**Data listing:**

☆ ☆ ☆ ☆ ☆ ☆ ☆

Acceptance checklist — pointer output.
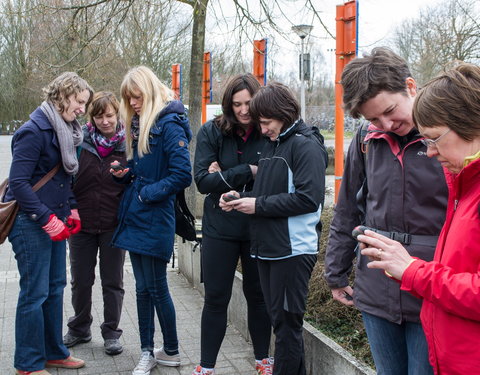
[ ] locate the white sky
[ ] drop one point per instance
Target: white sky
(377, 20)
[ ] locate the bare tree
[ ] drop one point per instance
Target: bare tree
(441, 34)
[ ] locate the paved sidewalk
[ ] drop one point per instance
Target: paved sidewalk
(235, 357)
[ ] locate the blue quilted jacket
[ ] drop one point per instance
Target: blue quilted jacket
(146, 213)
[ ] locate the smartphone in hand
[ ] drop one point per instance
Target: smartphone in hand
(117, 167)
(229, 197)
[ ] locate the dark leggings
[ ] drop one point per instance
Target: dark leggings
(219, 262)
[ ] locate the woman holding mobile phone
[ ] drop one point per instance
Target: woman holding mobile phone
(226, 158)
(157, 136)
(98, 197)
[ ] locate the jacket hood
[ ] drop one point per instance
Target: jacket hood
(292, 129)
(176, 107)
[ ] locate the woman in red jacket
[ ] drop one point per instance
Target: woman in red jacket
(447, 114)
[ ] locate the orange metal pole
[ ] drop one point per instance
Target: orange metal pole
(259, 59)
(176, 74)
(339, 122)
(345, 51)
(205, 85)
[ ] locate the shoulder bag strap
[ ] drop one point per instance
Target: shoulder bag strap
(46, 178)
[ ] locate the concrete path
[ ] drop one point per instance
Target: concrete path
(236, 355)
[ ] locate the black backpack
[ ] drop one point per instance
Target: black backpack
(184, 220)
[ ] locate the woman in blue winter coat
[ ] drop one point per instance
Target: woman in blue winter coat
(157, 136)
(46, 218)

☆ ☆ ☆ ☆ ☆ ☆ ☆

Could you copy out the whole listing above word for word, without the pictures?

**Exercise answer:**
Acceptance checklist — pointer output.
[ ] locate the white sky
[ ] drop one point per instance
Target: white sky
(377, 20)
[ ] locate the bare tree
[ ] drop one point per instance
Target: bare tree
(441, 34)
[ ] locate the paved sidewalk
[ ] drop one point per instance
Target: paved sidewalk
(235, 357)
[ ] locate the blue quilted jacket
[ ] drop one point per instance
Target: blue quilted jacket
(146, 213)
[ ] locate the smartphone in hand
[ ] drop one point per instance
Target: smartphone in hand
(117, 167)
(229, 197)
[ ] locate the dark leggings
[ ] drop one point per instance
Target: dark leggings
(219, 262)
[ ] locate the woman holding mobile phone
[ ] drop one point per instance
Target: woman holding mobile phone
(226, 158)
(157, 136)
(98, 197)
[ ] locate the jacket hood
[ ] drop one point per instance
Target: jacket hood
(292, 129)
(176, 107)
[ ] locate the woman in red jacket
[ ] drop one point per instance
Target: woman in red jacket
(447, 114)
[ ] locate the orange metal pole
[ ] drop one point per instance
Target: orange metal pole
(259, 59)
(176, 74)
(339, 122)
(345, 51)
(205, 85)
[ ] locate the shoulder bag strap
[ ] drop one point per instance
Target: shoulder bag strap
(46, 178)
[ ] locate the concrete path
[ ] drop one point per instance
Target: concrete path
(236, 355)
[ ] locate the black backpack
[ ] drop one point per instance
Target: black backpack
(184, 220)
[ ] locate the woman in blue winter coat
[ ] drop one point per instance
Target: woman in blue winter coat
(157, 136)
(46, 218)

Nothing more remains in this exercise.